### [Excerpted text]
Hi Guillermo - it sounds like I’m on the right track - the only thing that 
caught me out was in the latest V7 there is no “new branch” - I have to have an 
issue number? The picture in your doc shows both possibilities?

For now, I found a bug and created an issue, and so can experiment with that - 
but I think it is handy to create a generic branch so that you can experiment 
(while easily tracking your changes)?

Tim

> On 19 Jun 2018, at 14:01, Guillermo Polito <guillermopol...@gmail.com> wrote:
> 
> Hi,
> 
> On Tue, Jun 19, 2018 at 2:26 PM Tim Mackinnon <tim@testit.works 
> <mailto:tim@testit.works>> wrote:
> Hi - a few weeks ago, I contributed a tiny fix to Pharo 7 -and the 
> instructions seemed to work really well.
> 
> I’ve since come back to try and do some more over lunch (I was thinking I’d 
> like to dig out the changes I worked out for using the AST and cursor to make 
> senders/implements work properly and not just use the selected text).
> 
> My first problem was that my fork of Pharo from many months ago was out of 
> date - I think the instructions on 
> https://github.com/pharo-project/pharo/wiki/Contribute-a-fix-to-Pharo 
> <https://github.com/pharo-project/pharo/wiki/Contribute-a-fix-to-Pharo> 
> should probably mention this subtlety.
> 
> It took me ages to figure out what to do - this was the clue 
> (https://help.github.com/articles/syncing-a-fork/ 
> <https://help.github.com/articles/syncing-a-fork/>) - and of particular note 
> the the tiny bit at the bottom to ensure you Push your changes back to your 
> GitHub fork (I slightly complicated myself by using IntelliJ to do this - 
> doable but you need to be aware of whats going on). I did this in a separate 
> non-pharo directory (I think thats what you would recommend right? Then you 
> can keep updating it from time to time?)

### [Dataset content]
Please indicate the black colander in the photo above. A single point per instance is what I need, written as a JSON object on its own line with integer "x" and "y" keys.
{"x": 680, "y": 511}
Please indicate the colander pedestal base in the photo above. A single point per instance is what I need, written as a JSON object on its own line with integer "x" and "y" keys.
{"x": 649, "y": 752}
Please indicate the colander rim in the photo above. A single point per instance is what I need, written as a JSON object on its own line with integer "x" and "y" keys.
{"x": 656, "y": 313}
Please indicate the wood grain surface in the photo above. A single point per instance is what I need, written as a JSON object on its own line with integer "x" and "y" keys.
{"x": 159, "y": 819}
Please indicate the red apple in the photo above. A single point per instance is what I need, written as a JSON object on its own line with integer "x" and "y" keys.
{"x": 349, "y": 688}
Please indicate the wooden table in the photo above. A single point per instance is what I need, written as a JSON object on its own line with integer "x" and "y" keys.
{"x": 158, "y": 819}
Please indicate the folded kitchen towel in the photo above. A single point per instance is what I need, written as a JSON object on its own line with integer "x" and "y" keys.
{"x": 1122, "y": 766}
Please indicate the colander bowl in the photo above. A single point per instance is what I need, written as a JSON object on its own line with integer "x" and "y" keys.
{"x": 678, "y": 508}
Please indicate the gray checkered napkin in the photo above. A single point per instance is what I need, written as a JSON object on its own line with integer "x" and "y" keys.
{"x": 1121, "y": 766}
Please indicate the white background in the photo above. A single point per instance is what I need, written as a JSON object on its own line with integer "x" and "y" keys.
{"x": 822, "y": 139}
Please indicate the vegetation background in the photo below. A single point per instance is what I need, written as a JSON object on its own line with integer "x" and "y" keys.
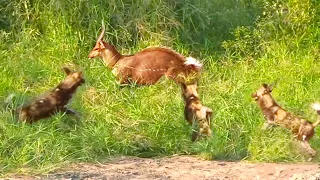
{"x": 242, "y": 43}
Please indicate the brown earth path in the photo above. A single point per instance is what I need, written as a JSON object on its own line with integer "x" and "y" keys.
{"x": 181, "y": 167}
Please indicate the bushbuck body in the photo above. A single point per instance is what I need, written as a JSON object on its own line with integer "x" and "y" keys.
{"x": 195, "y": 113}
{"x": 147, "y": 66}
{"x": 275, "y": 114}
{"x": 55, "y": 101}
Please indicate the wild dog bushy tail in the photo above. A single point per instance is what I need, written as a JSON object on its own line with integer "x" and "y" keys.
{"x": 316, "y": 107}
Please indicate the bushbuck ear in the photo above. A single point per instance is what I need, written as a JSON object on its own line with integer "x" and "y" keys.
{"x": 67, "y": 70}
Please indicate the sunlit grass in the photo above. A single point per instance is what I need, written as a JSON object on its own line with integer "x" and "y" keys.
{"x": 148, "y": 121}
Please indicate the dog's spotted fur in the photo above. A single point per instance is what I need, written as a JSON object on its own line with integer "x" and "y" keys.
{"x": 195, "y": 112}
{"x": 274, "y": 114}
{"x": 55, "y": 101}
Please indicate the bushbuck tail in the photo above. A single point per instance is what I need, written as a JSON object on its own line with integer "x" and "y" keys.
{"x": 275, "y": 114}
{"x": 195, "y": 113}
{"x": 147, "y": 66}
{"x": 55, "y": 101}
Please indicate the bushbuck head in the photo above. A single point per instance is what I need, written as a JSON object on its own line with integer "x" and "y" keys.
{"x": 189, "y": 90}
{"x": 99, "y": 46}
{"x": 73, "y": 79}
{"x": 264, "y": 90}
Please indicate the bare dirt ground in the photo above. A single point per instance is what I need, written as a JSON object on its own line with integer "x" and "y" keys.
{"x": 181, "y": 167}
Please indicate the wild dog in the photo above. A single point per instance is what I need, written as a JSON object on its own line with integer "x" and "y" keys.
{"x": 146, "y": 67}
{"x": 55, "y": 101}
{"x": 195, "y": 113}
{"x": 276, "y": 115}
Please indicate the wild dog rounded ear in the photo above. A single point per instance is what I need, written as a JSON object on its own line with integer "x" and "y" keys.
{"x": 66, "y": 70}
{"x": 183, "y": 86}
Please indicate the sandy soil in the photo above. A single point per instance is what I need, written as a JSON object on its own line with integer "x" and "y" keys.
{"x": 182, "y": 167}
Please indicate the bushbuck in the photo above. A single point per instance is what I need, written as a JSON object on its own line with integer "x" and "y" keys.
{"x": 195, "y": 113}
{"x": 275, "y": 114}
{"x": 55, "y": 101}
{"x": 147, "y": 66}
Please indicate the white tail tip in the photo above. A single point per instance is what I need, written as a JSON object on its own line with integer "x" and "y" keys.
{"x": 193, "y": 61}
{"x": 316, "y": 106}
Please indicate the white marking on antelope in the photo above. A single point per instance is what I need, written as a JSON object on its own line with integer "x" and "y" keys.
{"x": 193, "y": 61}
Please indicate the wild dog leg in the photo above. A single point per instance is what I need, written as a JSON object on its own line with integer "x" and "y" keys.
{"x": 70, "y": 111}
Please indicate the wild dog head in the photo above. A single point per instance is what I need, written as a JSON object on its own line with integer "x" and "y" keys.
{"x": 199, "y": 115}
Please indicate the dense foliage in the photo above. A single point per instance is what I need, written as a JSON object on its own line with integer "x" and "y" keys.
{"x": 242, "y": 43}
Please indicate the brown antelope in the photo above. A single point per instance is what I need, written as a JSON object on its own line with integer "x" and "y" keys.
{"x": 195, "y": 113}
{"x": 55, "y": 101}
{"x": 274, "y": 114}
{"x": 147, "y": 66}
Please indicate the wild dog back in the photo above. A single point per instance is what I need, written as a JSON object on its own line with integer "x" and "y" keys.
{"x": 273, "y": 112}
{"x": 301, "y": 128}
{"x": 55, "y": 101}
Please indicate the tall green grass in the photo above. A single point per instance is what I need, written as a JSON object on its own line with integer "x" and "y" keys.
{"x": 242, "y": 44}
--
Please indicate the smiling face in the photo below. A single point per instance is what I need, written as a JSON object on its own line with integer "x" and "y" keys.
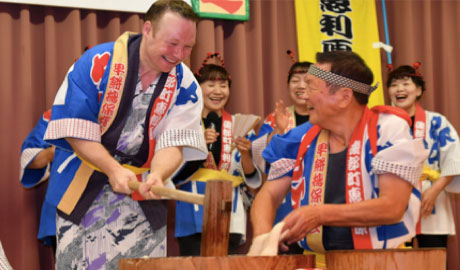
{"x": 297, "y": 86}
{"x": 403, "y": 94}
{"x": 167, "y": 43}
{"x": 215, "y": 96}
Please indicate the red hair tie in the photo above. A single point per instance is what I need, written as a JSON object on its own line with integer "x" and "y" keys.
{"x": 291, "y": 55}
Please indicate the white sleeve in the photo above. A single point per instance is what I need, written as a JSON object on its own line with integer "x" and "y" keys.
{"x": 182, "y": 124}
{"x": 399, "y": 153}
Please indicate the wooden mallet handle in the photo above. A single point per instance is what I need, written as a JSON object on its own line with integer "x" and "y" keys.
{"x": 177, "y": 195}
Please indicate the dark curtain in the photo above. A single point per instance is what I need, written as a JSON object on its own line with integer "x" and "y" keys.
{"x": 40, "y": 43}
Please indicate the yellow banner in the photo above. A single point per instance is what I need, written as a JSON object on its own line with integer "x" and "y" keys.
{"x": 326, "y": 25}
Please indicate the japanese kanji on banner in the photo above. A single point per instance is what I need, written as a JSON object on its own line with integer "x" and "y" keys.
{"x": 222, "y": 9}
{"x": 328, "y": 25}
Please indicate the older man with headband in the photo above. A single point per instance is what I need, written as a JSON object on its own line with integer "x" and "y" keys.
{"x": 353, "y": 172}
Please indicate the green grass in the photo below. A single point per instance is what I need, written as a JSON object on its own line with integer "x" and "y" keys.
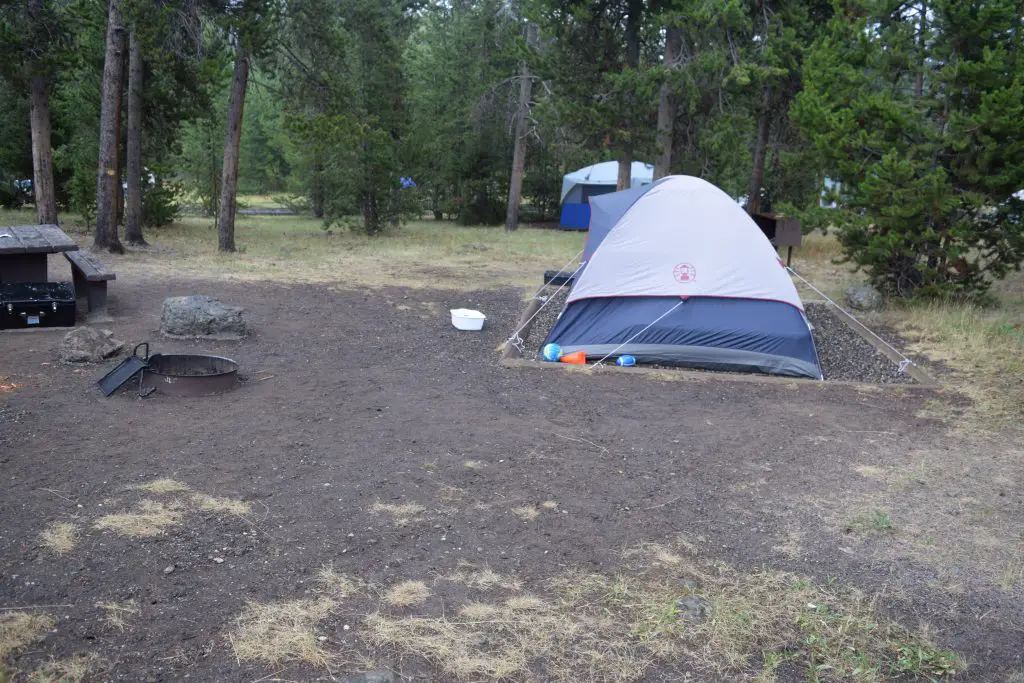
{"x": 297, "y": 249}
...
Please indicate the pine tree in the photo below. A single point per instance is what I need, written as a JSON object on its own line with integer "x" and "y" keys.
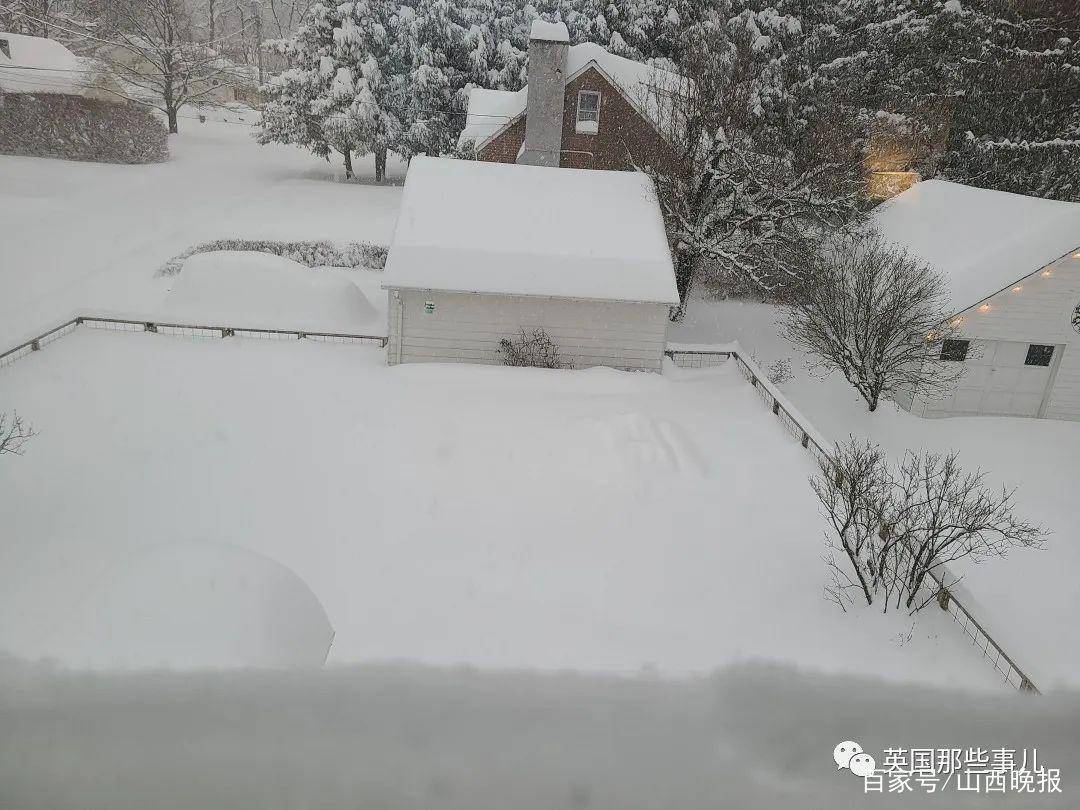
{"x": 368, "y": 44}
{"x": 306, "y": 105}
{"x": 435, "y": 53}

### [What you are asked to do]
Rewrite the email from "For now, I found" to "work really well.", swapping "generic branch" for "scratch branch".

### [Exercise response]
For now, I found a bug and created an issue, and so can experiment with that - 
but I think it is handy to create a scratch branch so that you can experiment 
(while easily tracking your changes)?

Tim

> On 19 Jun 2018, at 14:01, Guillermo Polito <guillermopol...@gmail.com> wrote:
> 
> Hi,
> 
> On Tue, Jun 19, 2018 at 2:26 PM Tim Mackinnon <tim@testit.works 
> <mailto:tim@testit.works>> wrote:
> Hi - a few weeks ago, I contributed a tiny fix to Pharo 7 -and the 
> instructions seemed to work really well.